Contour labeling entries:
┌──
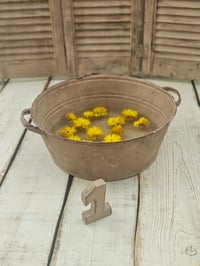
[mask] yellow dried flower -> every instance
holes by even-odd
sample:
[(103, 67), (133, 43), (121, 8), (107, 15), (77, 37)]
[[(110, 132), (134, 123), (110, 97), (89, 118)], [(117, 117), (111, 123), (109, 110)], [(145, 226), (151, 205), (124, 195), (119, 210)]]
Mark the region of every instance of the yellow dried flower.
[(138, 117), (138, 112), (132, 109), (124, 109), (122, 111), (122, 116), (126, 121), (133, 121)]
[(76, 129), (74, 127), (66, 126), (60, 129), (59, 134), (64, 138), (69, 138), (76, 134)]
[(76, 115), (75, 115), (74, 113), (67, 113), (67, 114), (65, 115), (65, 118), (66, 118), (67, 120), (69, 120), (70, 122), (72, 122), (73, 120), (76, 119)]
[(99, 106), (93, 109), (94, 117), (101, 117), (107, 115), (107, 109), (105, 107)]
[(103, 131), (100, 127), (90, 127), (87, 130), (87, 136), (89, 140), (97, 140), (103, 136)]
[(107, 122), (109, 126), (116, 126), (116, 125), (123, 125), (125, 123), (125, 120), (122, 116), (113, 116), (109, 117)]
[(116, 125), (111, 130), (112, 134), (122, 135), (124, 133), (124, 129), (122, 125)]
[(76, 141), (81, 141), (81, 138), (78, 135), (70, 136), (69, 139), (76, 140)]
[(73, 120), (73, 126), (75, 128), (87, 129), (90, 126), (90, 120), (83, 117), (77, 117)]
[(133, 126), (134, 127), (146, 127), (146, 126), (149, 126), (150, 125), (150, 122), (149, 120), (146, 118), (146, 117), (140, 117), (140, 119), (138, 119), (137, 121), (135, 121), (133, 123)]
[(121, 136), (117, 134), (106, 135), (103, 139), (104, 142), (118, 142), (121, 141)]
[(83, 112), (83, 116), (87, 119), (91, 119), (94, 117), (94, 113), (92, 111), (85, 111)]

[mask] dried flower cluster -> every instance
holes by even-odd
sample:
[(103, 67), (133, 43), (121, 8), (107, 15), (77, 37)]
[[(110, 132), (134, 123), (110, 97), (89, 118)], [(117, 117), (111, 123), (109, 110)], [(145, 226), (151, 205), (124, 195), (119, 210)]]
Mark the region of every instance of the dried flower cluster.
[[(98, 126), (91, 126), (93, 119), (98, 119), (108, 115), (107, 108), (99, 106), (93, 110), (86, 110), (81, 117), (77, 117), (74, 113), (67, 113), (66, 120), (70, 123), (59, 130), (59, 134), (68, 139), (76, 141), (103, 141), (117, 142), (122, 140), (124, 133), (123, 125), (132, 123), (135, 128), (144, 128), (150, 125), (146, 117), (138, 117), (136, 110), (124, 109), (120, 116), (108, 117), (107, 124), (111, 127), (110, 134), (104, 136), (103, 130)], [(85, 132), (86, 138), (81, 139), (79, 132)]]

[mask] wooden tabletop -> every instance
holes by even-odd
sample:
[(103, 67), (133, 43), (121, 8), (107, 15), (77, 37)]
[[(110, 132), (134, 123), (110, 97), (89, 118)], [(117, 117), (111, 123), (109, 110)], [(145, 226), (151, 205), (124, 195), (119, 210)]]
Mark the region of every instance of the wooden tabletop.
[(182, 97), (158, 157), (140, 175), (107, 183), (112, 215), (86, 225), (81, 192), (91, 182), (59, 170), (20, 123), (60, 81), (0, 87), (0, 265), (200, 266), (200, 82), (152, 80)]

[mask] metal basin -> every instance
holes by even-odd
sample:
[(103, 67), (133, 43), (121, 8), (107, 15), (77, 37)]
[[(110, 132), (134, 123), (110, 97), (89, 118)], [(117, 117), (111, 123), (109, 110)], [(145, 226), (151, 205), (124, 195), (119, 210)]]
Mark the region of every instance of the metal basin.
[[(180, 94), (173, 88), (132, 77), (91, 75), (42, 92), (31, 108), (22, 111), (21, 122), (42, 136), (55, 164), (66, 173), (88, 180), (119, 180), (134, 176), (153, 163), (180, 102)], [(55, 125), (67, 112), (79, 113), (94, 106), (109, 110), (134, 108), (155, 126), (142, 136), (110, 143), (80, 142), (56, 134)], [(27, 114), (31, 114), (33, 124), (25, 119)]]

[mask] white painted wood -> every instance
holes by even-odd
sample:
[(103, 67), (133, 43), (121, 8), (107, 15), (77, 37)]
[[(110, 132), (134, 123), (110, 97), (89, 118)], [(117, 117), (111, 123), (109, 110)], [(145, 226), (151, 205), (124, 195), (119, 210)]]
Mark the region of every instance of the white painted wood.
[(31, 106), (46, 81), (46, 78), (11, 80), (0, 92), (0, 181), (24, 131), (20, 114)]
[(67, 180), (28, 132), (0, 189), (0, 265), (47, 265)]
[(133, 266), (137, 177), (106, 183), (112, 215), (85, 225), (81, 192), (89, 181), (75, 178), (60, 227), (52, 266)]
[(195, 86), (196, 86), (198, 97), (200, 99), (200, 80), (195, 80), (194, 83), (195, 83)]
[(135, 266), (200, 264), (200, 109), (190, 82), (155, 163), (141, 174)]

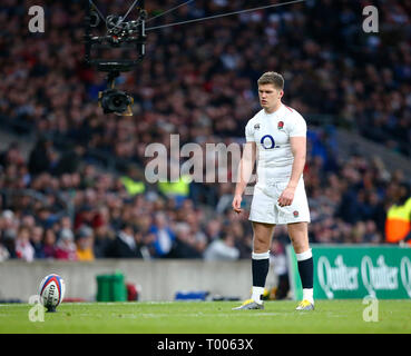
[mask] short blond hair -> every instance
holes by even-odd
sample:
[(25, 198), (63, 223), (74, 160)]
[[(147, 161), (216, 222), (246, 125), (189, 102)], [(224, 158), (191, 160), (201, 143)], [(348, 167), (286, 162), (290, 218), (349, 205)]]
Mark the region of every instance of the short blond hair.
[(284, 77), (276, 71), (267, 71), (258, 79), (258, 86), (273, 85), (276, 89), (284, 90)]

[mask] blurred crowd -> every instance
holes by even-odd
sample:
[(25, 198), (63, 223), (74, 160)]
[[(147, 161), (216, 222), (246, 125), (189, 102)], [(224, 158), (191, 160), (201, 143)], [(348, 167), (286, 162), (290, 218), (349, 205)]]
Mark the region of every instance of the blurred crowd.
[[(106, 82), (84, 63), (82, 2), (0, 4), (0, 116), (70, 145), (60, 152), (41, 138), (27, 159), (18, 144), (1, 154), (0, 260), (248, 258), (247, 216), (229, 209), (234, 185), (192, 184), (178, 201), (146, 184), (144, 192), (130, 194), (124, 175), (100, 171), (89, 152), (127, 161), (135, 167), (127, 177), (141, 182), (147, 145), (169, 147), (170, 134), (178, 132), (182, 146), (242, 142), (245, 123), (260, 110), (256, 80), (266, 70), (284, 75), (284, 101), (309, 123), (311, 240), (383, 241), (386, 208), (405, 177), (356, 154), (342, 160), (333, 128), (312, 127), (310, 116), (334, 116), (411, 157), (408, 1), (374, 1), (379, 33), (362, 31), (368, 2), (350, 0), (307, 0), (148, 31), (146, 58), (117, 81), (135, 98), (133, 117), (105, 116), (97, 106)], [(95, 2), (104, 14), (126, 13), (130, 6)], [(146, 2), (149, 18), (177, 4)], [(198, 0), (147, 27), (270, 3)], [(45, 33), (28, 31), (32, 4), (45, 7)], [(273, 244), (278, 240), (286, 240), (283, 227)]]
└──
Written task: Turn every line of the listing above into a numbered list, skipping blank lines and the lines that stand for pictures.

Answer to the exercise:
1. [mask] yellow dried flower -> every instance
2. holes by even-odd
3. sample:
4. [(103, 67), (133, 43), (121, 8), (107, 15), (77, 37)]
5. [[(110, 132), (134, 123), (110, 97), (89, 118)], [(117, 117), (111, 123), (109, 110)], [(145, 226), (151, 205), (124, 195), (119, 210)]]
6. Mark the region of every instance of the yellow dried flower.
7. [(138, 117), (138, 112), (132, 109), (124, 109), (122, 111), (122, 116), (126, 121), (133, 121)]
8. [(76, 129), (74, 127), (66, 126), (60, 129), (59, 134), (64, 138), (69, 138), (76, 134)]
9. [(76, 115), (75, 115), (74, 113), (67, 113), (67, 114), (65, 115), (65, 118), (66, 118), (67, 120), (69, 120), (70, 122), (72, 122), (73, 120), (76, 119)]
10. [(99, 106), (93, 109), (94, 117), (101, 117), (107, 115), (107, 109), (105, 107)]
11. [(103, 131), (100, 127), (90, 127), (87, 130), (87, 136), (89, 140), (97, 140), (103, 136)]
12. [(107, 122), (109, 126), (116, 126), (116, 125), (123, 125), (125, 123), (125, 120), (122, 116), (113, 116), (109, 117)]
13. [(116, 125), (111, 130), (112, 134), (122, 135), (124, 133), (124, 129), (122, 125)]
14. [(76, 141), (81, 141), (81, 138), (78, 135), (70, 136), (69, 139), (76, 140)]
15. [(73, 120), (73, 126), (75, 128), (87, 129), (90, 126), (90, 120), (83, 117), (77, 117)]
16. [(133, 126), (134, 127), (146, 127), (146, 126), (149, 126), (150, 125), (150, 122), (149, 120), (146, 118), (146, 117), (140, 117), (140, 119), (138, 119), (137, 121), (135, 121), (133, 123)]
17. [(121, 136), (117, 134), (106, 135), (103, 139), (104, 142), (118, 142), (121, 141)]
18. [(83, 112), (83, 116), (87, 119), (91, 119), (94, 117), (94, 113), (92, 111), (85, 111)]
19. [mask] dried flower cluster -> every instance
20. holes by even-odd
21. sample:
22. [(103, 67), (133, 43), (121, 8), (107, 15), (77, 37)]
23. [[(110, 132), (134, 123), (110, 97), (89, 118)], [(117, 117), (111, 123), (109, 110)], [(145, 226), (151, 205), (124, 195), (119, 210)]]
24. Mark the region of every instance of the dried flower cluster.
25. [[(98, 126), (91, 126), (93, 119), (98, 119), (108, 115), (107, 108), (99, 106), (93, 110), (86, 110), (81, 117), (77, 117), (74, 113), (67, 113), (66, 120), (70, 123), (59, 130), (59, 134), (68, 139), (76, 141), (103, 141), (117, 142), (122, 140), (124, 133), (123, 125), (132, 123), (135, 128), (144, 128), (150, 125), (146, 117), (138, 117), (136, 110), (124, 109), (120, 116), (108, 117), (107, 124), (111, 127), (110, 134), (104, 136), (103, 130)], [(85, 132), (86, 138), (81, 139), (79, 132)]]
26. [mask] wooden tabletop -> every instance
27. holes by even-odd
28. sample:
29. [(103, 67), (133, 43), (121, 8), (107, 15), (77, 37)]
30. [[(110, 132), (134, 123), (110, 97), (89, 118)], [(117, 117), (111, 123), (109, 110)], [(145, 226), (151, 205), (124, 195), (119, 210)]]
31. Mark the region of every instance of the wooden tabletop.
32. [(182, 97), (158, 157), (140, 175), (107, 183), (112, 215), (86, 225), (81, 192), (91, 182), (59, 170), (20, 123), (60, 81), (0, 87), (0, 265), (200, 266), (200, 82), (152, 80)]
33. [mask] metal basin -> every instance
34. holes by even-odd
35. sample:
36. [(103, 67), (133, 43), (121, 8), (107, 15), (77, 37)]
37. [[(110, 132), (134, 123), (110, 97), (89, 118)], [(117, 117), (111, 123), (109, 110)], [(145, 226), (151, 205), (124, 195), (119, 210)]]
38. Mark the region of every instance of the metal basin.
39. [[(180, 94), (173, 88), (132, 77), (91, 75), (42, 92), (31, 108), (22, 111), (21, 122), (42, 136), (55, 164), (66, 173), (88, 180), (119, 180), (134, 176), (153, 163), (180, 102)], [(55, 125), (67, 112), (79, 113), (94, 106), (109, 110), (134, 108), (155, 126), (142, 136), (110, 143), (80, 142), (56, 134)], [(27, 114), (31, 114), (33, 124), (25, 119)]]
40. [mask] white painted wood -> every instance
41. holes by even-odd
42. sample:
43. [(103, 67), (133, 43), (121, 8), (107, 15), (77, 37)]
44. [[(110, 132), (134, 123), (110, 97), (89, 118)], [(117, 117), (111, 123), (109, 110)], [(145, 226), (151, 205), (124, 195), (119, 210)]]
45. Mark the region of every instance of the white painted wood.
46. [(31, 106), (46, 81), (46, 78), (11, 80), (0, 92), (0, 181), (24, 131), (20, 114)]
47. [(67, 180), (28, 132), (0, 189), (0, 265), (47, 265)]
48. [(133, 266), (137, 177), (106, 183), (112, 215), (85, 225), (81, 192), (89, 181), (75, 178), (60, 227), (52, 266)]
49. [(195, 86), (196, 86), (198, 97), (200, 99), (200, 80), (195, 80), (194, 83), (195, 83)]
50. [(135, 266), (200, 264), (200, 109), (190, 82), (155, 163), (141, 174)]
51. [mask] short blond hair -> every instance
52. holes by even-odd
53. sample:
54. [(25, 198), (63, 223), (74, 160)]
55. [[(147, 161), (216, 222), (246, 125), (189, 102)], [(224, 158), (191, 160), (201, 143)], [(348, 167), (286, 162), (290, 218), (349, 205)]]
56. Mark the region of every instance of the short blond hair.
57. [(284, 77), (276, 71), (267, 71), (258, 79), (258, 86), (273, 85), (276, 89), (284, 90)]
58. [mask] blurred crowd -> every instance
59. holes by even-odd
60. sample:
61. [(25, 198), (63, 223), (74, 160)]
62. [[(147, 161), (216, 222), (246, 125), (189, 102)], [(224, 158), (191, 160), (201, 143)], [(348, 167), (286, 162), (290, 218), (349, 205)]]
63. Mark the region of every instance of the blurred crowd.
64. [[(106, 82), (84, 63), (82, 2), (0, 4), (0, 116), (70, 145), (60, 152), (41, 138), (27, 159), (18, 144), (1, 154), (0, 260), (248, 258), (247, 216), (229, 209), (234, 185), (192, 184), (178, 201), (146, 184), (144, 192), (130, 194), (124, 175), (100, 171), (89, 152), (127, 161), (135, 167), (127, 177), (141, 182), (147, 145), (169, 147), (170, 134), (178, 132), (182, 146), (242, 142), (245, 123), (260, 110), (256, 80), (266, 70), (284, 75), (284, 101), (309, 123), (311, 240), (383, 241), (386, 208), (405, 177), (356, 154), (342, 160), (333, 128), (312, 127), (310, 116), (334, 116), (411, 157), (408, 1), (374, 1), (379, 33), (362, 31), (368, 2), (350, 0), (307, 0), (148, 31), (146, 58), (117, 81), (135, 98), (133, 117), (105, 116), (97, 106)], [(95, 2), (104, 14), (126, 13), (130, 6)], [(146, 2), (149, 18), (177, 4)], [(198, 0), (147, 27), (270, 3)], [(45, 33), (28, 31), (32, 4), (45, 7)], [(273, 244), (278, 240), (286, 240), (283, 227)]]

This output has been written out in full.